▸ **WHAT IS BEING ASKED**
Using the records below, filter out every line that lacks "girl" and copy the rest.
### DATA RECORDS ###
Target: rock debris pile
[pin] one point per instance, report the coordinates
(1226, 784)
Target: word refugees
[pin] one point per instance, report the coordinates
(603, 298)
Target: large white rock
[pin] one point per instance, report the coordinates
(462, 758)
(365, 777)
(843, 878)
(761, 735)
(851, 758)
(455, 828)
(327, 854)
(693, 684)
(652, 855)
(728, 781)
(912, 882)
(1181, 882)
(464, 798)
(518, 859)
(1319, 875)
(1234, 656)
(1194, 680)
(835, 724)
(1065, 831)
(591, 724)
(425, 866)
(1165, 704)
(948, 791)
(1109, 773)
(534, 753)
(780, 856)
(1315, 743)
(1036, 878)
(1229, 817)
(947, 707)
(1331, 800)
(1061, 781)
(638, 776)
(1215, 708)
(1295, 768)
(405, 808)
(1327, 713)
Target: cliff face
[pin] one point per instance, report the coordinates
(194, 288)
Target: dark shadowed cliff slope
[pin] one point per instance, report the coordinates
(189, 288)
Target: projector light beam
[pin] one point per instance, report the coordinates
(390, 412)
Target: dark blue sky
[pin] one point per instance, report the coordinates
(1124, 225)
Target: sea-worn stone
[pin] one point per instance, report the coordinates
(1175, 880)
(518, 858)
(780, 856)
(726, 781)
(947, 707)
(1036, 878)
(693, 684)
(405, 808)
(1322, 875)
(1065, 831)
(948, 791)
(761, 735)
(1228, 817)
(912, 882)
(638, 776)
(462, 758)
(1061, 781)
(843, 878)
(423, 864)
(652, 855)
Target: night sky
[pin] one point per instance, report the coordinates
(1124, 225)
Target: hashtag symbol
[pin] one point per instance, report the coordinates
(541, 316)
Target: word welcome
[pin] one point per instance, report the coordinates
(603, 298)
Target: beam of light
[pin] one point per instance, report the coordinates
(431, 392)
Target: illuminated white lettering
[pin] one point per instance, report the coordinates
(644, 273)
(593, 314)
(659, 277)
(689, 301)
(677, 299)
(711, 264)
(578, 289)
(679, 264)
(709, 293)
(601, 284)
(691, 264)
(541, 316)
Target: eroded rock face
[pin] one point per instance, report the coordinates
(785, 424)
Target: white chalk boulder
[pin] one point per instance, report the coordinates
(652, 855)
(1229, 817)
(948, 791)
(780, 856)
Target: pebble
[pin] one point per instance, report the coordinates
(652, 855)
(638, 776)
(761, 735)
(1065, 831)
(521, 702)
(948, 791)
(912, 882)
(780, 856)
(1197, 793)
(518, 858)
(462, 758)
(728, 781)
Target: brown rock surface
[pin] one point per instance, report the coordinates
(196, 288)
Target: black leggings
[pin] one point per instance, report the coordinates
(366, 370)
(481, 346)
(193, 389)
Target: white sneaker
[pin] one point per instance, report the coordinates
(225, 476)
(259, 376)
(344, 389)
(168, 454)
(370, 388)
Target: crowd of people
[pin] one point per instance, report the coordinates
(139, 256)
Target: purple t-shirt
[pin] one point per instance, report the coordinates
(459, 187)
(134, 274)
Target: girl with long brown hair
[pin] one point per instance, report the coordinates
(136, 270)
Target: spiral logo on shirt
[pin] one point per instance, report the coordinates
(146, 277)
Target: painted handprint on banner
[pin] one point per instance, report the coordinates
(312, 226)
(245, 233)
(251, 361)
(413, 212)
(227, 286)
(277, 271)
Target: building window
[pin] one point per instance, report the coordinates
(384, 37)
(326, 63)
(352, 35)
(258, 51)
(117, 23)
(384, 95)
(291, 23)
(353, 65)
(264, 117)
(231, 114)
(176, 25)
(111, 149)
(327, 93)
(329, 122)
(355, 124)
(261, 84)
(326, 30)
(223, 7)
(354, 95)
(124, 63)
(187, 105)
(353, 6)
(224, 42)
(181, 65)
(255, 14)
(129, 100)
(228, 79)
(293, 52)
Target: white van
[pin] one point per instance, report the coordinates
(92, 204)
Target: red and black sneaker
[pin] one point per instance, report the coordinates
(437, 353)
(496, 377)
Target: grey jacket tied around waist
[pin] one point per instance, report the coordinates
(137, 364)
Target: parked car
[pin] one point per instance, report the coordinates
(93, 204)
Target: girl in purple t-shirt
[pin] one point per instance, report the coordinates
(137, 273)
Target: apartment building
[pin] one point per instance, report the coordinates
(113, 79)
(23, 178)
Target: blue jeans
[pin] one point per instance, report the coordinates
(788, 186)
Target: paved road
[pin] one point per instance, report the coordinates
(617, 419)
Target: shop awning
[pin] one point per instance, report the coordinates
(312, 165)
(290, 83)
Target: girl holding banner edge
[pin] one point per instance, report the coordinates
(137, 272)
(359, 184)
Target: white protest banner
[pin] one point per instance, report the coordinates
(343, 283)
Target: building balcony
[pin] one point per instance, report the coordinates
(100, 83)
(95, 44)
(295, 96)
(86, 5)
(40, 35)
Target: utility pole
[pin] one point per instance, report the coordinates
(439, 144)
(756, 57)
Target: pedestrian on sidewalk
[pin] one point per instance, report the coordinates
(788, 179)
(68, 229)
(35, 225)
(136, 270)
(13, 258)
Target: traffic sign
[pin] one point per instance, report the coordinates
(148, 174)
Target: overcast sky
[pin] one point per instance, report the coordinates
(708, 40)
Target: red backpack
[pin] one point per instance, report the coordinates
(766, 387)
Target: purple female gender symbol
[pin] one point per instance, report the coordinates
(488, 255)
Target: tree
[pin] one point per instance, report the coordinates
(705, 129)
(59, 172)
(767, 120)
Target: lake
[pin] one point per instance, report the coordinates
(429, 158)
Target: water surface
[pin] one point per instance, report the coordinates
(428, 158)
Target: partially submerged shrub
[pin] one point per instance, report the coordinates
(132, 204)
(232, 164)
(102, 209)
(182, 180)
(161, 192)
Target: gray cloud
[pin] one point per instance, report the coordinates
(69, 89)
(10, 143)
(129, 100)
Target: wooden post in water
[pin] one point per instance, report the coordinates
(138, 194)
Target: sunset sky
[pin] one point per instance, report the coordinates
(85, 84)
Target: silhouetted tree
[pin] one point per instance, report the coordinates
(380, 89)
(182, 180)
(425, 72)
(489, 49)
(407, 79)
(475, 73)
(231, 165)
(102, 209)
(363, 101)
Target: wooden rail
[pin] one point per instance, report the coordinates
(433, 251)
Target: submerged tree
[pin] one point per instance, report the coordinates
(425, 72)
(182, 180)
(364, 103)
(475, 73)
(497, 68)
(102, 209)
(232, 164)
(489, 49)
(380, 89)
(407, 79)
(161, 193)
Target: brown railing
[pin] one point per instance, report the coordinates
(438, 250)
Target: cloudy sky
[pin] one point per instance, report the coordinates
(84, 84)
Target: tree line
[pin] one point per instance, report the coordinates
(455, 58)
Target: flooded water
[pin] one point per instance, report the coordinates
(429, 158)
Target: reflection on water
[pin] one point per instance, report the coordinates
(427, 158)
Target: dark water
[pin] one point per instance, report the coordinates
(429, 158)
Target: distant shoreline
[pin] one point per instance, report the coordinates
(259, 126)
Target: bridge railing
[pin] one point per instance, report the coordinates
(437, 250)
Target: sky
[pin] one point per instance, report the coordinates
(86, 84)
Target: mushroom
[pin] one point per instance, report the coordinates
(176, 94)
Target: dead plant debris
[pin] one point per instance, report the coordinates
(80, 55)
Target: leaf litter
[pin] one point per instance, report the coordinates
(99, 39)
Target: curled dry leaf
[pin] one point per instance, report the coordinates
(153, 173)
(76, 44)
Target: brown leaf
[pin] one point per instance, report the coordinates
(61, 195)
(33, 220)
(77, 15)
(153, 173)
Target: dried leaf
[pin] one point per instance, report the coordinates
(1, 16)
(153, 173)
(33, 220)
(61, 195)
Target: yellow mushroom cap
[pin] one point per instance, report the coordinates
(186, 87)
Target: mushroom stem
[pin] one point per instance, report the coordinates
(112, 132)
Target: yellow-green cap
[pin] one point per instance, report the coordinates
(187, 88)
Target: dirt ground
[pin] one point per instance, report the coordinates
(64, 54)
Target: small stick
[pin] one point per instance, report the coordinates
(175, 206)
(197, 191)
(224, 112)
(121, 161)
###
▸ **RESPONSE**
Target: girl with long brown hair
Target: girl in purple t-shirt
Target: girl holding banner edge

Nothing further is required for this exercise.